• Given passage:
= = = = =
[gobo-eiffel-develop] A prototype XML event interface

SourceForge Headquarters 1320 Columbia Street Suite 310 San Diego, CA 92101 +1 (858) 422-6466

Regarding the XML parser interface discussions, I agree with 
Andreas that the bridge pattern seems to be a bit overkill 
and leads to (interface) code duplication, plus it makes 
reading the code a bit of a pain (OO spaghetti), especially 
because of the callback interface of the parser as it goes 
through indirections in all directions.

In Nenie XML, I have a similar event interface without the 
bridge pattern. Still it suffers from some issues mentionned
by Berend.

First, you inherit from a specific implementation (not an 
issue in nxml but not nice generally). 

Also, I do various post-processing layers through the 
inherited event interface. These layers add more event 
procedures, sometimes building on parent events with 
Precursor but not always very clearly. This is cumbersome, 
layers really have dependencies -- you cannot really 
reorder them -- and combining them is not very convenient.
= = = = =
• Data excerpt:
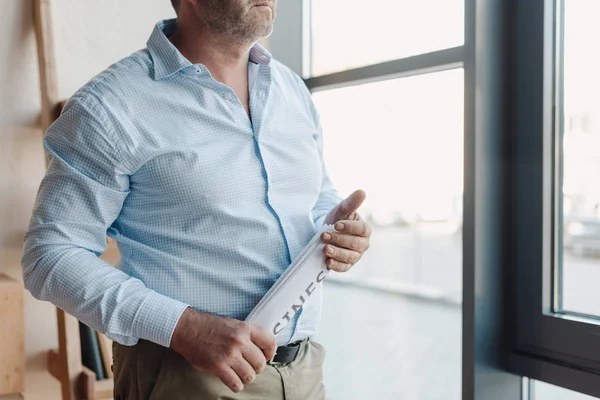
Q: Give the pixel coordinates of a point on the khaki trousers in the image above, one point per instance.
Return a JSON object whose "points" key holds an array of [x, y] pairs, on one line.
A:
= = = = =
• Stated goal:
Continue the message about the XML parser event interface, starting after its final sentence.

• Result of this exercise:
In the end the layering is not very reusable.

I had some loose thoughts about trying to solve those 
issues differently, and with the discussion on this list 
starting, I actually wrote a prototype yesterday which 
may help. It is available at:

http://www.nenie.org/eiffel/xml/xmlprototype-oct2001.zip

It's only compiled with SmallEiffel, not extensively 
tested, and uses Nenie XML in one class, but the point 
is to show the design rather than the details: it's code 
for reading rather than executing (but it does run). You 
don't need to know Nenie XML to understand it.

The two ideas I have implemented are:

(1) Event processing layer composition is implemented with 
delegation rather than inheritance.

(2) The event interface is simplified to one callback 
routine with simple types (enumerations+string).

Both ideas are to some extent (but not completely, more 
later) independent.

The event interface tries to model all events with three
variable, 2 enumerations and a string:
 * location = Attribute | Element | Comment .... 
 * type = Start | Finish | Name_prefix | Name_local | Data ...
 * value = [UC_]STRING

A short example:

<!-- comment -->
<a>
   <x:b attr='value'>content</b>
</a>

Would lead to the following event stream:

LOCATION  TYPE         VALUE
-------------------------------------------
Comment   Start        ""
Comment   Data         " comment "
Comment   Finish       ""
Element   Start        ""
Element   Name_local   "a"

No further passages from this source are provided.